** START Selected extract **
There aren't a lot of new monsters in Caverns of the Snow Witch - in introducing Allansia as a unified setting, it uses a lot of pre-existing monsters in ways that make sense. From earlier books we get Elves, Dwarves, Goblins, Orcs, Zombies, Neanderthals, Cavemen, an Air Elemental, Centaurs, a Werewolf, Hill Trolls, Wild Hill Men, a Man-Orc, a Genie, and some Hobgoblins.  Gnomes have appeared in the series before, but usually as inherently magical creatures - the one here is simply a cook. Bird-Men have appeared in the Sorcery! epic, but this is the first evidence we have that they exist in Allansia as well. There are also some monsters that are simply variants of pre-existing monsters, adapted to a snowy clime: the Snow Wolves, the Frost Giant, and the White Dragon.

The Mammoth and the Yeti are both appearing here for the first time, but there's not much to say about either. One is an unusually large and hostile elephant, and the other a shaggy beast that is vicious enough to slaughter an entire outpost for human flesh. They match up very closely to portrayals in general pop culture.

The Ice Demon is interesting in that it's being worshipped by the Snow Witch's followers; obviously she's in league with it somehow, although their exact relationship isn't spelled out just yet. It's also not clear whether the demon seen here is in its true form, or is simply a spirit animating an ice statue. It's also not displayed with much intelligence, but it does have an icy breath that can freeze its foes.

The Crystal Warrior is a statue carved out of quartz, and animated by the Snow Witch's magic. Presumably, they're difficult to make, because she only has one of them. It's completely impervious to bladed weapons, but can be harmed with a war-hammer. It also relies on sight to detect it's enemies, as it's able to be avoided by turning invisible. (It's quite possible, as presented here, that this Crystal Warrior is unique, and that only the Snow Witch knows how to create them.)

The Sentinel seen here is a guardian of the Snow Witch's treasure - it's encountered when you pick up a golden idol from said treasure, and it bursts out of your hand to become a golden warrior. Again, it's possible that this is another construct that only the Snow Witch knows how to make.
** END Selected extract **
** START Material **
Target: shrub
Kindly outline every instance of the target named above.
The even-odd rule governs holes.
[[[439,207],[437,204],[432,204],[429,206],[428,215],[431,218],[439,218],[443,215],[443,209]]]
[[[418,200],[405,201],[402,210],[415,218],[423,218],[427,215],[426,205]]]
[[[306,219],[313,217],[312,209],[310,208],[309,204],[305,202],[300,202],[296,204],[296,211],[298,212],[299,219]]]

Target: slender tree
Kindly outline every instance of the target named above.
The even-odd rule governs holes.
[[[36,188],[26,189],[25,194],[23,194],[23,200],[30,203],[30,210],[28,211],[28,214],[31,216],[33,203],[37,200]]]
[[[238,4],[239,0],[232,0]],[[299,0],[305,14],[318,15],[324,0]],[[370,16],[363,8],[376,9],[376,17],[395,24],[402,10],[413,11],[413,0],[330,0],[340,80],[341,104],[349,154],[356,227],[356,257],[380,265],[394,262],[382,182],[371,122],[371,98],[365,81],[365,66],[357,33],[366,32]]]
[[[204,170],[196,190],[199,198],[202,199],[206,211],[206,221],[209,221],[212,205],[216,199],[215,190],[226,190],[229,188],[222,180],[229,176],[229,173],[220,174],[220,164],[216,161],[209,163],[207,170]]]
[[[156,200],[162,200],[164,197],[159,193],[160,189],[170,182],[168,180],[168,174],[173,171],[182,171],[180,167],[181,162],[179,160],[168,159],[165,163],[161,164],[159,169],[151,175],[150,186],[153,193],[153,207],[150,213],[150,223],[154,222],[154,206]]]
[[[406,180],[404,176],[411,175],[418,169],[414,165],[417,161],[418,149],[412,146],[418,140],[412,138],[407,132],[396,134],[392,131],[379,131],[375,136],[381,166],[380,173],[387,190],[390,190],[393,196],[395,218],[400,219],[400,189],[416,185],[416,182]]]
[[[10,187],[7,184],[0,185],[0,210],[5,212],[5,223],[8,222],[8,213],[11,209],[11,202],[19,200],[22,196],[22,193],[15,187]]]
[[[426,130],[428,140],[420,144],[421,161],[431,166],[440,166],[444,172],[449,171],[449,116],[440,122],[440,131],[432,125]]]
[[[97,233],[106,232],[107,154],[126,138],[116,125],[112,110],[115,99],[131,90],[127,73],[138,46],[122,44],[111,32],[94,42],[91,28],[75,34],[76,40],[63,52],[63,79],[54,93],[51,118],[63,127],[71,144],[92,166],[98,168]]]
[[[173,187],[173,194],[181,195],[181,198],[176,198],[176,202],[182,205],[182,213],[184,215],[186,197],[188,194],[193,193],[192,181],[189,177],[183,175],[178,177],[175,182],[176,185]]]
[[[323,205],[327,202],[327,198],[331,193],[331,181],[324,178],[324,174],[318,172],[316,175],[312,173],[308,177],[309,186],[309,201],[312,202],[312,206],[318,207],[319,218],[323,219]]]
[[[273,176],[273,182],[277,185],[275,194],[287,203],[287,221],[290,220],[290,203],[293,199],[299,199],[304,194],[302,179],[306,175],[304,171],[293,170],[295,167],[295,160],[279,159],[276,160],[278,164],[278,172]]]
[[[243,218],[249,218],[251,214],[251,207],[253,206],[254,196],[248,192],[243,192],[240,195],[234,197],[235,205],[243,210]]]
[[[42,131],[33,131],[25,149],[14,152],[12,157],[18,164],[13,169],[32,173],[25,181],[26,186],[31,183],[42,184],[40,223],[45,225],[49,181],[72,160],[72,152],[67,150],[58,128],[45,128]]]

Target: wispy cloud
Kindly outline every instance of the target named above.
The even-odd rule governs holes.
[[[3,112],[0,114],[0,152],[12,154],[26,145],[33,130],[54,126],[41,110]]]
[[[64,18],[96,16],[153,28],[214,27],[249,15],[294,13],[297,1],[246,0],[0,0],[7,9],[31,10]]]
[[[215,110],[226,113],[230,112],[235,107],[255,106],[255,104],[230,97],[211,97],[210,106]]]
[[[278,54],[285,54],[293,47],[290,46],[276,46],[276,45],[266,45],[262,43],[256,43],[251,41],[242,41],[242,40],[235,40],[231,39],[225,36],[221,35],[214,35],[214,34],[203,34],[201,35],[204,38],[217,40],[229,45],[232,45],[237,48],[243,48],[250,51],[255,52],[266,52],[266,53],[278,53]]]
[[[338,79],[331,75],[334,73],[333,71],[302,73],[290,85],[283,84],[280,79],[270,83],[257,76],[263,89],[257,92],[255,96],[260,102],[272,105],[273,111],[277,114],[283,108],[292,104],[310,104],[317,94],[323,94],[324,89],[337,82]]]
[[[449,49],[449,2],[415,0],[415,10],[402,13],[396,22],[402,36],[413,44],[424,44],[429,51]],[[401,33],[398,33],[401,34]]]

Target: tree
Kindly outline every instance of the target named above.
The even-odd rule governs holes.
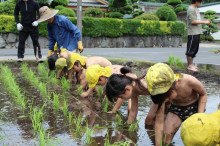
[[[211,34],[218,32],[218,27],[216,26],[218,22],[216,22],[215,19],[219,17],[216,16],[215,14],[216,12],[212,10],[208,10],[205,12],[204,18],[211,20],[211,23],[209,25],[205,25],[205,24],[202,25],[202,28],[205,30],[203,31],[204,39],[210,38]]]

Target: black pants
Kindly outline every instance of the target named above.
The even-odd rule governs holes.
[[[24,58],[25,41],[27,40],[28,35],[31,36],[31,39],[33,41],[34,55],[36,56],[36,47],[38,47],[38,58],[42,58],[40,44],[38,42],[38,28],[25,25],[23,25],[23,27],[23,30],[19,32],[18,58]]]

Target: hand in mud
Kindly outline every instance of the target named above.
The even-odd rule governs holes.
[[[87,97],[89,94],[87,93],[87,92],[83,92],[80,96],[82,97],[82,98],[85,98],[85,97]]]

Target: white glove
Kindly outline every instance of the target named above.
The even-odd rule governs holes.
[[[17,24],[17,29],[18,29],[18,31],[21,31],[23,29],[23,26],[21,25],[21,23]]]
[[[34,22],[32,23],[32,25],[35,26],[35,27],[37,27],[37,26],[38,26],[38,22],[37,22],[37,21],[34,21]]]

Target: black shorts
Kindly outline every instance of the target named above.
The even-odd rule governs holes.
[[[190,56],[192,58],[196,56],[199,50],[199,41],[200,41],[200,34],[188,35],[187,50],[186,50],[187,56]]]

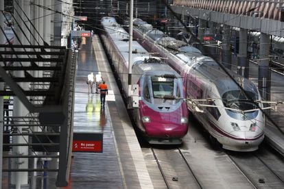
** END Material **
# Set of tasks:
1. According to the write-up on the monsters of Caverns of the Snow Witch, what kind of weapon can harm the Crystal Warrior?
2. Return the passage of the Caverns of the Snow Witch monster write-up from "The Crystal Warrior" up to and including "to create them.)".
3. Resume the Caverns of the Snow Witch monster write-up, picking up after its final sentence.
The material is kept apart from the write-up on the monsters of Caverns of the Snow Witch.

# Final answers:
1. A war-hammer.

2.
The Crystal Warrior is a statue carved out of quartz, and animated by the Snow Witch's magic. Presumably, they're difficult to make, because she only has one of them. It's completely impervious to bladed weapons, but can be harmed with a war-hammer. It also relies on sight to detect it's enemies, as it's able to be avoided by turning invisible. (It's quite possible, as presented here, that this Crystal Warrior is unique, and that only the Snow Witch knows how to create them.)

3.
The Brain Slayer is a D&D Mind Flayer with the serial number filed off - a robed humanoid with an octopus-like head and the mental power to entrance its victims. Unlike the Mind Flayer, which feeds directly on brain matter, the Brain Slayer merely wraps a tentacle around its victims head and feeds on its "brainpower". To be honest, it robs the creature of a lot of its horrific aura.

Flesh Grubs are also D&D analogue monsters, this time standing in for Rot Grubs. They're basically big maggots that will burrow into exposed flesh with their hook-like fangs. Brrrrr.

A Dark Elf appears for the first time here. We've seen Black Elves a few times before this, but not Dark Elves. They're described here as the natural enemies of wood elves, and they wear "familiar black cloaks". We get little else, and there's no explanation of the difference between Dark and Black Elves. No mention is made of them having dark skin, either.

The Night Stalker lives in a cave in the Moonstone Hills. It's a hunched, sinewy, creature with an ashen face, folds of grey skin, and sunken eyes (and a hell of a set of fangs if the illustration is to be believed). It skulks through its dark cave, lighting its way with a dim lamp, and attacks intruders on sight.

The Pegasus, appearing surprisingly for the first time (I think), is the classical winged horse of mythology. The Healer summons one, and claims that it will fly you anywhere for a gift of silver.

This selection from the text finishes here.